Stored records:
☆ ☆ ☆ ☆ ☆

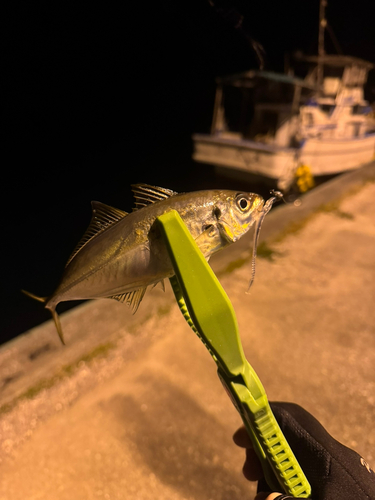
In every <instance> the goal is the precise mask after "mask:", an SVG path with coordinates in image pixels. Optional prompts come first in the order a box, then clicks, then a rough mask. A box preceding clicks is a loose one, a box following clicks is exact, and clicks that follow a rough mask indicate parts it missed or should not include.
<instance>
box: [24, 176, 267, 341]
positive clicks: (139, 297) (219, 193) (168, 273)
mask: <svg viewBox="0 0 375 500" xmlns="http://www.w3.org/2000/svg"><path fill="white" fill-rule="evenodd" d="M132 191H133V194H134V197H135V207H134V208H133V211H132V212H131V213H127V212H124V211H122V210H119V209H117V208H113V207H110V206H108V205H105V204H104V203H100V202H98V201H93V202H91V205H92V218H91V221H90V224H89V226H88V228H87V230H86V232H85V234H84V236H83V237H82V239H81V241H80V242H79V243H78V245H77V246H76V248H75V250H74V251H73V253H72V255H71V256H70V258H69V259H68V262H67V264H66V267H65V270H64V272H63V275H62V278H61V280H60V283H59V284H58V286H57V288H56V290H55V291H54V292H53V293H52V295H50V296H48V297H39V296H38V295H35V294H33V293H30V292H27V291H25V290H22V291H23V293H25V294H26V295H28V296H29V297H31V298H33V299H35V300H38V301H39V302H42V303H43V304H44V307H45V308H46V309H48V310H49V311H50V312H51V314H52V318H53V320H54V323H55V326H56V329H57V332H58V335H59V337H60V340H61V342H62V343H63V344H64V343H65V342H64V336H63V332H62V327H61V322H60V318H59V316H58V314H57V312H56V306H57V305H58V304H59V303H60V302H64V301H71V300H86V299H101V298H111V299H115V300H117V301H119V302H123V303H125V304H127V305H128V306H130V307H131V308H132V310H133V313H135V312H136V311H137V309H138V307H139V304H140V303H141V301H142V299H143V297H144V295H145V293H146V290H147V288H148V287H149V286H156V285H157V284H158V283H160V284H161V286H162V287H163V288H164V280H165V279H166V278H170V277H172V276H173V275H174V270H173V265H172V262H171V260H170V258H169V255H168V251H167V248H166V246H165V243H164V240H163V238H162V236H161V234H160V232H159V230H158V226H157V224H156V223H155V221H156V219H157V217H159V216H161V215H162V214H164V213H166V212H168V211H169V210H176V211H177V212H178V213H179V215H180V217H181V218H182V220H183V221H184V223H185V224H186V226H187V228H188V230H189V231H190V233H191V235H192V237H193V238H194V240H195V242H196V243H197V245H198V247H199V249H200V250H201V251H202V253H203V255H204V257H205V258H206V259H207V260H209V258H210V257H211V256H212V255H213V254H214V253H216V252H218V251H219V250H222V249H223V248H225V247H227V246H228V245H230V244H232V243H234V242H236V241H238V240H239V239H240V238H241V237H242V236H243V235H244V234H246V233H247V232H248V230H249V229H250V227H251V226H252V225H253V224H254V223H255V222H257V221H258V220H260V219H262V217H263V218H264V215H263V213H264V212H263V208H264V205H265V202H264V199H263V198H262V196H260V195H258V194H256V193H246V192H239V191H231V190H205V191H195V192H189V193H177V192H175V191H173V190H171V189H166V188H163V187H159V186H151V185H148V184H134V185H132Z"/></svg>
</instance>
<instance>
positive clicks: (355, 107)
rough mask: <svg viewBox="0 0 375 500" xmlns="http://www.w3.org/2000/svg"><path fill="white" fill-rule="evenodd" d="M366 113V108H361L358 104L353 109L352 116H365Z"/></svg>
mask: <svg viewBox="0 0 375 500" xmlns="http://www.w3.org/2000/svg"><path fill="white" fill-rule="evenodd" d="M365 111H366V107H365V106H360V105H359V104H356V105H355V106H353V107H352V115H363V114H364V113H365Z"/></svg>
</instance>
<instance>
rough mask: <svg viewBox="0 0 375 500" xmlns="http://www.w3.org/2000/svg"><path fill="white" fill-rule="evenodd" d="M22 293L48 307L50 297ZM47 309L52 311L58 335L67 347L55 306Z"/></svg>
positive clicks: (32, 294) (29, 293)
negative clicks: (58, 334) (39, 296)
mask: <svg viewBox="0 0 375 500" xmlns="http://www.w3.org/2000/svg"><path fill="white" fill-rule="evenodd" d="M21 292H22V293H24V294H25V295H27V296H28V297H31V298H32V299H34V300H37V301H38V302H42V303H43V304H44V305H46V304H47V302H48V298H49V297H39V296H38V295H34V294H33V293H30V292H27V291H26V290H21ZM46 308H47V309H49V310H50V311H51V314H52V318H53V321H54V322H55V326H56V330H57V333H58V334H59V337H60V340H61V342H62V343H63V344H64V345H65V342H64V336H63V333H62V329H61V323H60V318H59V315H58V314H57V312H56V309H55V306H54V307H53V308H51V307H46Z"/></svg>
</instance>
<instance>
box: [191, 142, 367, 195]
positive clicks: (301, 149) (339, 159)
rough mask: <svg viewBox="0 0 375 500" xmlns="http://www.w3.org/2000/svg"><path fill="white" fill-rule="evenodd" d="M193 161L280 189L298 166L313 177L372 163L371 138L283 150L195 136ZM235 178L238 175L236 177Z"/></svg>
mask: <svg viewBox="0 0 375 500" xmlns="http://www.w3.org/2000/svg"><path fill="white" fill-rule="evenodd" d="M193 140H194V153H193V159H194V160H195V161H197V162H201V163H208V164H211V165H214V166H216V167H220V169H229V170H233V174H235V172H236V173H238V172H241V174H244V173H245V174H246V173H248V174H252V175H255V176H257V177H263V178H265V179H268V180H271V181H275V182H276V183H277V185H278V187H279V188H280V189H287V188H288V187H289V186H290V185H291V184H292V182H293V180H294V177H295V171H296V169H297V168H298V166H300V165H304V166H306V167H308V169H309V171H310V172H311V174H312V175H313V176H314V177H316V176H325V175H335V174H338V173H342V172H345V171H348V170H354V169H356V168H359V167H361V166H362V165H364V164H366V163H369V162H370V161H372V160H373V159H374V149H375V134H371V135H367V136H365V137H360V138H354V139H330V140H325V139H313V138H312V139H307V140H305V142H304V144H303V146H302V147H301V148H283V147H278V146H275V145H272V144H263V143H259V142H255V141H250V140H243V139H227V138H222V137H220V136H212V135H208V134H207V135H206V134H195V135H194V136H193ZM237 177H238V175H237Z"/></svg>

☆ ☆ ☆ ☆ ☆

HOW TO COMPLETE THIS TASK: Every record above must be copied exactly; none of the pictures belong in the copy.

TASK RESPONSE:
In every <instance> the goal is the precise mask after "mask:", an SVG path with coordinates in image pixels. Optional prompts come first in the order a box, then clicks, then a rough mask. A box preceding clicks is a loose one, a box following clicks is exact, and clicks that follow a rough mask indicate parts it missed or should not include.
<instance>
box: [24, 176, 267, 341]
positive clicks: (139, 297) (219, 193) (168, 273)
mask: <svg viewBox="0 0 375 500" xmlns="http://www.w3.org/2000/svg"><path fill="white" fill-rule="evenodd" d="M132 191H133V194H134V197H135V207H134V208H133V211H132V212H131V213H127V212H124V211H122V210H119V209H117V208H113V207H110V206H108V205H105V204H104V203H100V202H98V201H93V202H91V205H92V218H91V221H90V224H89V226H88V228H87V230H86V232H85V234H84V236H83V237H82V239H81V241H80V242H79V243H78V245H77V246H76V248H75V250H74V251H73V253H72V255H71V256H70V258H69V259H68V262H67V264H66V267H65V270H64V272H63V275H62V278H61V280H60V283H59V284H58V286H57V288H56V290H55V291H54V292H53V293H52V295H50V296H48V297H39V296H38V295H35V294H33V293H30V292H27V291H25V290H22V291H23V293H25V294H26V295H28V296H29V297H31V298H33V299H35V300H38V301H39V302H42V303H43V304H44V307H45V308H46V309H48V310H49V311H50V312H51V314H52V318H53V320H54V323H55V326H56V329H57V332H58V335H59V337H60V340H61V342H62V343H63V344H64V343H65V342H64V336H63V332H62V327H61V322H60V318H59V316H58V314H57V312H56V306H57V305H58V304H59V303H60V302H64V301H71V300H86V299H101V298H111V299H115V300H117V301H119V302H123V303H125V304H127V305H128V306H130V307H131V308H132V310H133V313H135V312H136V311H137V309H138V307H139V304H140V303H141V301H142V299H143V297H144V295H145V293H146V290H147V288H148V287H149V286H156V285H157V284H158V283H160V284H161V286H162V287H163V288H164V280H165V279H166V278H170V277H172V276H173V275H174V270H173V265H172V262H171V260H170V258H169V255H168V251H167V248H166V246H165V243H164V240H163V238H162V236H161V234H160V232H159V230H158V226H157V224H156V223H155V221H156V219H157V217H159V216H161V215H162V214H164V213H166V212H168V211H169V210H176V211H177V212H178V213H179V215H180V217H181V218H182V220H183V221H184V223H185V224H186V226H187V228H188V230H189V231H190V233H191V235H192V237H193V238H194V240H195V242H196V243H197V245H198V247H199V249H200V250H201V251H202V253H203V255H204V257H205V258H206V259H207V260H209V258H210V257H211V256H212V255H213V254H214V253H216V252H218V251H219V250H222V249H223V248H225V247H227V246H228V245H230V244H232V243H234V242H236V241H238V240H239V239H240V238H241V237H242V236H243V235H244V234H246V233H247V232H248V230H249V229H250V227H251V226H252V225H253V224H254V223H255V222H257V221H258V220H260V219H262V217H263V218H264V215H263V213H264V212H263V208H264V205H265V202H264V199H263V198H262V196H260V195H258V194H256V193H246V192H239V191H231V190H205V191H195V192H189V193H177V192H175V191H173V190H171V189H166V188H163V187H159V186H151V185H148V184H134V185H132Z"/></svg>
</instance>
<instance>
positive clicks: (355, 107)
rough mask: <svg viewBox="0 0 375 500" xmlns="http://www.w3.org/2000/svg"><path fill="white" fill-rule="evenodd" d="M366 113V108H361L358 104L353 109L352 116H365Z"/></svg>
mask: <svg viewBox="0 0 375 500" xmlns="http://www.w3.org/2000/svg"><path fill="white" fill-rule="evenodd" d="M365 111H366V107H365V106H360V105H359V104H356V105H355V106H353V107H352V115H363V114H364V113H365Z"/></svg>
</instance>
<instance>
rough mask: <svg viewBox="0 0 375 500" xmlns="http://www.w3.org/2000/svg"><path fill="white" fill-rule="evenodd" d="M22 293L48 307L50 297ZM47 309L52 311L58 335L67 347L55 306Z"/></svg>
positive clicks: (32, 294) (29, 293)
negative clicks: (58, 334) (39, 296)
mask: <svg viewBox="0 0 375 500" xmlns="http://www.w3.org/2000/svg"><path fill="white" fill-rule="evenodd" d="M21 292H22V293H24V294H25V295H27V296H28V297H31V298H32V299H34V300H37V301H38V302H42V303H43V304H44V305H46V304H47V302H48V298H49V297H39V296H38V295H34V294H33V293H30V292H27V291H26V290H21ZM46 308H47V309H49V310H50V311H51V314H52V318H53V321H54V322H55V326H56V330H57V333H58V334H59V337H60V340H61V342H62V343H63V344H64V345H65V342H64V336H63V333H62V329H61V323H60V318H59V315H58V314H57V312H56V309H55V306H54V307H53V308H51V307H46Z"/></svg>
</instance>
<instance>
box: [191, 142, 367, 195]
positive clicks: (301, 149) (339, 159)
rough mask: <svg viewBox="0 0 375 500" xmlns="http://www.w3.org/2000/svg"><path fill="white" fill-rule="evenodd" d="M193 161L280 189L298 166L313 177L372 163L371 138L283 150L195 136ZM235 178L238 175L236 177Z"/></svg>
mask: <svg viewBox="0 0 375 500" xmlns="http://www.w3.org/2000/svg"><path fill="white" fill-rule="evenodd" d="M193 140H194V153H193V159H194V160H195V161H197V162H201V163H208V164H211V165H214V166H216V167H220V169H229V170H233V174H235V172H236V173H238V172H241V174H244V173H245V174H246V173H248V174H252V175H255V176H257V177H263V178H265V179H268V180H271V181H275V182H276V183H277V185H278V187H279V188H280V189H287V188H288V187H289V186H290V185H291V184H292V182H293V180H294V177H295V171H296V169H297V168H298V166H300V165H304V166H306V167H308V169H309V171H310V172H311V174H312V175H313V176H314V177H316V176H325V175H335V174H338V173H342V172H345V171H348V170H354V169H356V168H359V167H361V166H362V165H364V164H366V163H369V162H370V161H372V160H373V159H374V149H375V134H371V135H367V136H365V137H360V138H354V139H330V140H325V139H313V138H312V139H307V140H305V142H304V144H303V146H302V147H301V148H283V147H278V146H275V145H272V144H263V143H259V142H255V141H250V140H243V139H227V138H222V137H220V136H212V135H208V134H207V135H206V134H195V135H194V136H193ZM237 177H238V175H237Z"/></svg>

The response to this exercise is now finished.